Werkopdracht: Typ alsjeblieft letterlijk het deel van de items over dat bij het begin van de items opent en sluit met de regel waarin "box: [205, 392, 233, 439]" staat, beide grenzen inbegrepen. Laat de afbeeldingen weg uit je antwoord.

Invoergegevens:
▼

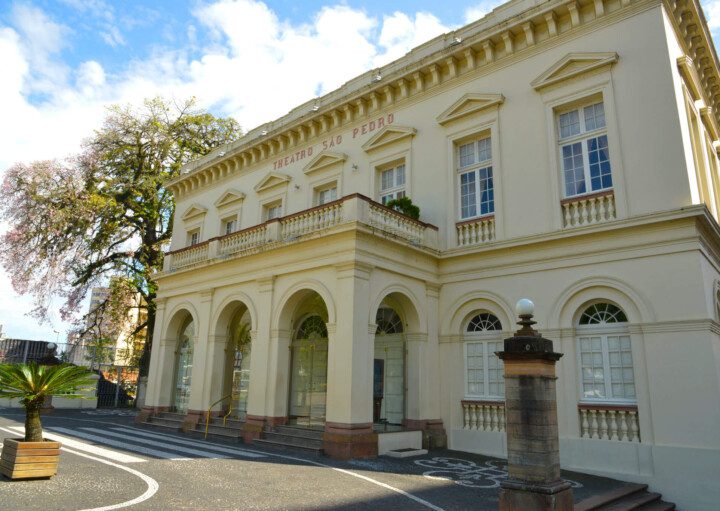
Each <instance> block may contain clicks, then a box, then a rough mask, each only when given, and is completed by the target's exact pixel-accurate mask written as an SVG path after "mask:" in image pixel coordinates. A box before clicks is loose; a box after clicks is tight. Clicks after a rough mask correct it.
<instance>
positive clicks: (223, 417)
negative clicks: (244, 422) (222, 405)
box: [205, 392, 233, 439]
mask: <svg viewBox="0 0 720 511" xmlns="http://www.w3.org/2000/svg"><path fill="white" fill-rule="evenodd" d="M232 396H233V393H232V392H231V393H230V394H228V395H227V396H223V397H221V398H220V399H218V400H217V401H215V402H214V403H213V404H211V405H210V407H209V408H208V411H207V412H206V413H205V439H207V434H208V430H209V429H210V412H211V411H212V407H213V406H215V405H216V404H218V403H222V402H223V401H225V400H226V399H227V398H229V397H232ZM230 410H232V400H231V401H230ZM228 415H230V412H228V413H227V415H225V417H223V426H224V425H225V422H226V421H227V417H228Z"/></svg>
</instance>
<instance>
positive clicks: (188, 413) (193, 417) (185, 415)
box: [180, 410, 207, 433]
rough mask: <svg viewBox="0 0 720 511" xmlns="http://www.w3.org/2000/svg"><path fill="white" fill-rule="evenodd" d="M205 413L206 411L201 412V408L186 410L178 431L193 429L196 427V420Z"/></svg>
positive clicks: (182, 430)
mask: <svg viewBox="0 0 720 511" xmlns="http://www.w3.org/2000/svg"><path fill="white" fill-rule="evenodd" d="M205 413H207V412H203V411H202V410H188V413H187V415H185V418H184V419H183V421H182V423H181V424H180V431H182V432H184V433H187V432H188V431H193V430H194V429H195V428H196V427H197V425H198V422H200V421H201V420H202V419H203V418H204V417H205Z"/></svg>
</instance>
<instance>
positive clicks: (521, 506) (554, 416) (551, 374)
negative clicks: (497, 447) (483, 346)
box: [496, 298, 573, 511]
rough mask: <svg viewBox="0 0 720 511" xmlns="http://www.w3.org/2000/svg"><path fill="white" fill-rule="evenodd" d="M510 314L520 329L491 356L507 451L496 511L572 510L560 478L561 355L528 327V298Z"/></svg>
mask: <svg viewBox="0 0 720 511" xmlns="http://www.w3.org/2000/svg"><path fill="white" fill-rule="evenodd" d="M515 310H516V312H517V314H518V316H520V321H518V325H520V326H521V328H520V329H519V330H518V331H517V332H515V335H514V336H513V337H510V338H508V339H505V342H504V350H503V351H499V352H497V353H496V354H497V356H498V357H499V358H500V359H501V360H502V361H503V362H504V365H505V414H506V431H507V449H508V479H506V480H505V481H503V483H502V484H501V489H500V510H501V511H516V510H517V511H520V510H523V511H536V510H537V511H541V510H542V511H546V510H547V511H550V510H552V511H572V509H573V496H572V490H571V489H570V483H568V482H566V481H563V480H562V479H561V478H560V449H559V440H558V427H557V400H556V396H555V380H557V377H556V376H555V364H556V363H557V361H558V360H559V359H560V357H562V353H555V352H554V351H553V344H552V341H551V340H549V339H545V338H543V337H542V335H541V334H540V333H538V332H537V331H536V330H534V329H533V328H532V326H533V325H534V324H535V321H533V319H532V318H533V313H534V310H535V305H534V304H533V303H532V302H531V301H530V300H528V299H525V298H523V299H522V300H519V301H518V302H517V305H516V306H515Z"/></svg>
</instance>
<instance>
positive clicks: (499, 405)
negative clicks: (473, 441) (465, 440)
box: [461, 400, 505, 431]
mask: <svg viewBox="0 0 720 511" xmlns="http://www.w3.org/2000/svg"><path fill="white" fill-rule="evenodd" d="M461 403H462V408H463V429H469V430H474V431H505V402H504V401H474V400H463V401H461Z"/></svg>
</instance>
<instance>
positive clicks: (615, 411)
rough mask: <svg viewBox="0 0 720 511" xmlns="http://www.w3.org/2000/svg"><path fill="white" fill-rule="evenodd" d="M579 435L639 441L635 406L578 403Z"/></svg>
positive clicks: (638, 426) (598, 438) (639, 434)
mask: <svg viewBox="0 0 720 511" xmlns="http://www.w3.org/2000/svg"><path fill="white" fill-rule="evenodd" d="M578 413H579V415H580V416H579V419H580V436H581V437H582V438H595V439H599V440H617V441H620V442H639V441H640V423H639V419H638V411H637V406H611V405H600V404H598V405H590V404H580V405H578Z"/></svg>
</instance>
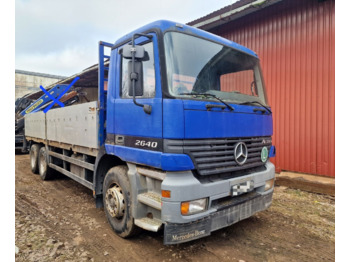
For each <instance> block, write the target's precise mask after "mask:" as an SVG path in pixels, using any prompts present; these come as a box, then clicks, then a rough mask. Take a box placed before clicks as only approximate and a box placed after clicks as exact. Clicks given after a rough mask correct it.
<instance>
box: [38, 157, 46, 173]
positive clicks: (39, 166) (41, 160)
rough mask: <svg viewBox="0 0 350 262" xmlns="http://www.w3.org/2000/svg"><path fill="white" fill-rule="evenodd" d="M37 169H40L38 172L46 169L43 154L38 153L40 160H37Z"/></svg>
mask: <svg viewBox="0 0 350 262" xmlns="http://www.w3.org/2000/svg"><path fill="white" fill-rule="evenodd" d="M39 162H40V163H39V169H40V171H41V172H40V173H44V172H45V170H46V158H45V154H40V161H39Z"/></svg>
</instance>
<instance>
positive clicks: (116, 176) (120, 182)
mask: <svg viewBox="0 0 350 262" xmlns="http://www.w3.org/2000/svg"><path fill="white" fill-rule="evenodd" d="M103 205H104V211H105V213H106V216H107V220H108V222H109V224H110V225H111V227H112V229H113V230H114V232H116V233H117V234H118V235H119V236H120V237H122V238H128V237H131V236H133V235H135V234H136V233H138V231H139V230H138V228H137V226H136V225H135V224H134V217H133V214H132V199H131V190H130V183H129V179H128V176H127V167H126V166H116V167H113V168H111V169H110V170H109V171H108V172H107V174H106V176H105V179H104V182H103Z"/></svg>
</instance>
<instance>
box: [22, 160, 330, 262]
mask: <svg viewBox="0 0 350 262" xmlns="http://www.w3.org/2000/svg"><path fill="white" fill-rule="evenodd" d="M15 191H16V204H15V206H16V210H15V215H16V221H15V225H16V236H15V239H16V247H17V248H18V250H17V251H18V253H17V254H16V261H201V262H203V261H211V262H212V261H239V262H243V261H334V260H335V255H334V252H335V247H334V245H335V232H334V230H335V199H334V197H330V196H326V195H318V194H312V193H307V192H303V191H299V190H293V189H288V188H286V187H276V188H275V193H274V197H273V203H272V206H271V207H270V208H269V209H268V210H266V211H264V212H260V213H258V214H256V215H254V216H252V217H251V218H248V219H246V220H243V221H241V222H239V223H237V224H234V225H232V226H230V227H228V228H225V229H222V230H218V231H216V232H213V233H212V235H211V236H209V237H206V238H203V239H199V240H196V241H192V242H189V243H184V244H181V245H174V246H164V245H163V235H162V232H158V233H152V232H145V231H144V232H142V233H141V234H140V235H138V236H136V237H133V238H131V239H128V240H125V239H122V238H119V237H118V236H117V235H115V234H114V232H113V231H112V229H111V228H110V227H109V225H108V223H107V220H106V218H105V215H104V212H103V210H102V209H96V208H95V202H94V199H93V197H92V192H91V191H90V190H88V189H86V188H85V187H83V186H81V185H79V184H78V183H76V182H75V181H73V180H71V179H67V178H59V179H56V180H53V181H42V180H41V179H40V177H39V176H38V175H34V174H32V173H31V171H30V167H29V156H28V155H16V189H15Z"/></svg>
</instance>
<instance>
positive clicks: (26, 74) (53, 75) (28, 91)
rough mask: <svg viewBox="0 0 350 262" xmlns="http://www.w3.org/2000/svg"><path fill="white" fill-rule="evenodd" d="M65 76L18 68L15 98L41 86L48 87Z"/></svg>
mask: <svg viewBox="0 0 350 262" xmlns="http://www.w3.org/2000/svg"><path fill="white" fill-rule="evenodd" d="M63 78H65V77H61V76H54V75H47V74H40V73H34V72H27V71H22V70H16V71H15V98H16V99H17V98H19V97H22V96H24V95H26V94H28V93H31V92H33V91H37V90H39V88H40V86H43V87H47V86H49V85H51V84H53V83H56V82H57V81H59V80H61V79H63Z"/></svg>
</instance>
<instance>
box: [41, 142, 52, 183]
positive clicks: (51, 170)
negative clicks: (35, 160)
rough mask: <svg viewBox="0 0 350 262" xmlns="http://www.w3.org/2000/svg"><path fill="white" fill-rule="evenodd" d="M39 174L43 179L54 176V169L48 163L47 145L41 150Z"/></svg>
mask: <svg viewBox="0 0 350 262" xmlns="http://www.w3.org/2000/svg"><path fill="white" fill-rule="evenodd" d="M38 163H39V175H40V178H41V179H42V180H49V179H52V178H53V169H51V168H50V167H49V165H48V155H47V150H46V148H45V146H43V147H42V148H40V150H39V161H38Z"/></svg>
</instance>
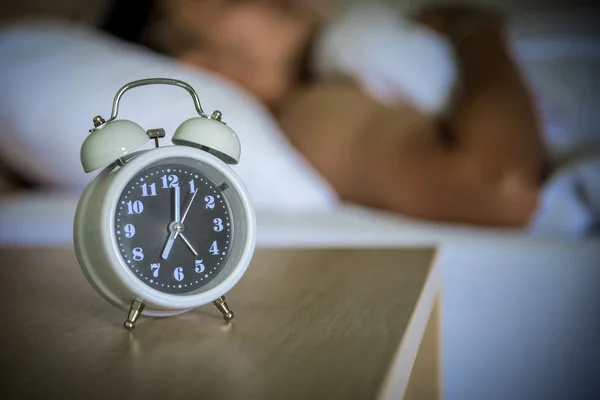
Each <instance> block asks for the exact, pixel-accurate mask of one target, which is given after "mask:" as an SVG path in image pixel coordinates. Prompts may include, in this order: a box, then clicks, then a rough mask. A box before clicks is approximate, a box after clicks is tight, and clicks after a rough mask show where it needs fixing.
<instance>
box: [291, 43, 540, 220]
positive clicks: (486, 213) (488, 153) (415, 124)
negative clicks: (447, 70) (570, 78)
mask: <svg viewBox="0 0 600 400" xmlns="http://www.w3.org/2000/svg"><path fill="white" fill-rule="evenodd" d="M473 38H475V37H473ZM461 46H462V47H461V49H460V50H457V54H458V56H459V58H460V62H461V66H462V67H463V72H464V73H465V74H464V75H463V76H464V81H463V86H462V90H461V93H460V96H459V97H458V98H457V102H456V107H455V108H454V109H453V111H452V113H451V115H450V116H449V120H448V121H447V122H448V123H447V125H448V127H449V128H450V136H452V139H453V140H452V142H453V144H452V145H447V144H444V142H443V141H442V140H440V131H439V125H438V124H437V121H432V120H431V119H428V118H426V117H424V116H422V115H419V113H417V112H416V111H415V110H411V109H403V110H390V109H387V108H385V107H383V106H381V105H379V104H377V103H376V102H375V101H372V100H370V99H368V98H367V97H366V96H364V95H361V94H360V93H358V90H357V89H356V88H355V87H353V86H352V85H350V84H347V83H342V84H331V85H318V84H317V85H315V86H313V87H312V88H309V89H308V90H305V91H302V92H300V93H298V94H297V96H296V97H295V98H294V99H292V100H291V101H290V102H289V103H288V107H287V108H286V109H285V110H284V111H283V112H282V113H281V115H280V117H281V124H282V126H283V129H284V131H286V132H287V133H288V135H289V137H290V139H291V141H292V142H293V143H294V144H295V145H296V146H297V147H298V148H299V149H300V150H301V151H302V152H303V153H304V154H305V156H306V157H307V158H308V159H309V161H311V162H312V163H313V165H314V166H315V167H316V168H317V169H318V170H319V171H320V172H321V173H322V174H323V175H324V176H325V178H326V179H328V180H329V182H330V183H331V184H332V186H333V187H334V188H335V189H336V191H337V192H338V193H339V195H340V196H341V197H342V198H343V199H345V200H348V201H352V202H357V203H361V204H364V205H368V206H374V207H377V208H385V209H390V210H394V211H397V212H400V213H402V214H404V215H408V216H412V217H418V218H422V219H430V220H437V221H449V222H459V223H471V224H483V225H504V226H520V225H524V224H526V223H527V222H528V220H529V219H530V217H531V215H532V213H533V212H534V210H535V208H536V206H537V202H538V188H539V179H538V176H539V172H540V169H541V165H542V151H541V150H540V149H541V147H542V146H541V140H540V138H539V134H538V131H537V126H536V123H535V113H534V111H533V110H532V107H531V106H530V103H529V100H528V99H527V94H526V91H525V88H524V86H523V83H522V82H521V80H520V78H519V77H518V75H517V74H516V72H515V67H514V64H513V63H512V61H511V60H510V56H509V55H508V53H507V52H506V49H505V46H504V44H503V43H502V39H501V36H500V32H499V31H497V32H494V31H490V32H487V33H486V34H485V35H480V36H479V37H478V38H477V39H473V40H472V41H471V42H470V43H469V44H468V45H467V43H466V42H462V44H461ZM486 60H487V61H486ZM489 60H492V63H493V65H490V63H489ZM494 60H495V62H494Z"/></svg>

▲

Resultaat oefening:
Each <instance> block may contain clicks, then a box, then a rough mask, each only when given, and is completed by the target's exact pixel-accurate mask written as an SVG path after "mask:" in image pixel coordinates. A box before clicks is loose; a box after clicks is tight. Clicks after a rough mask correct it.
<instance>
positive clicks: (223, 417)
negative clicks: (244, 422) (222, 405)
box: [205, 392, 233, 439]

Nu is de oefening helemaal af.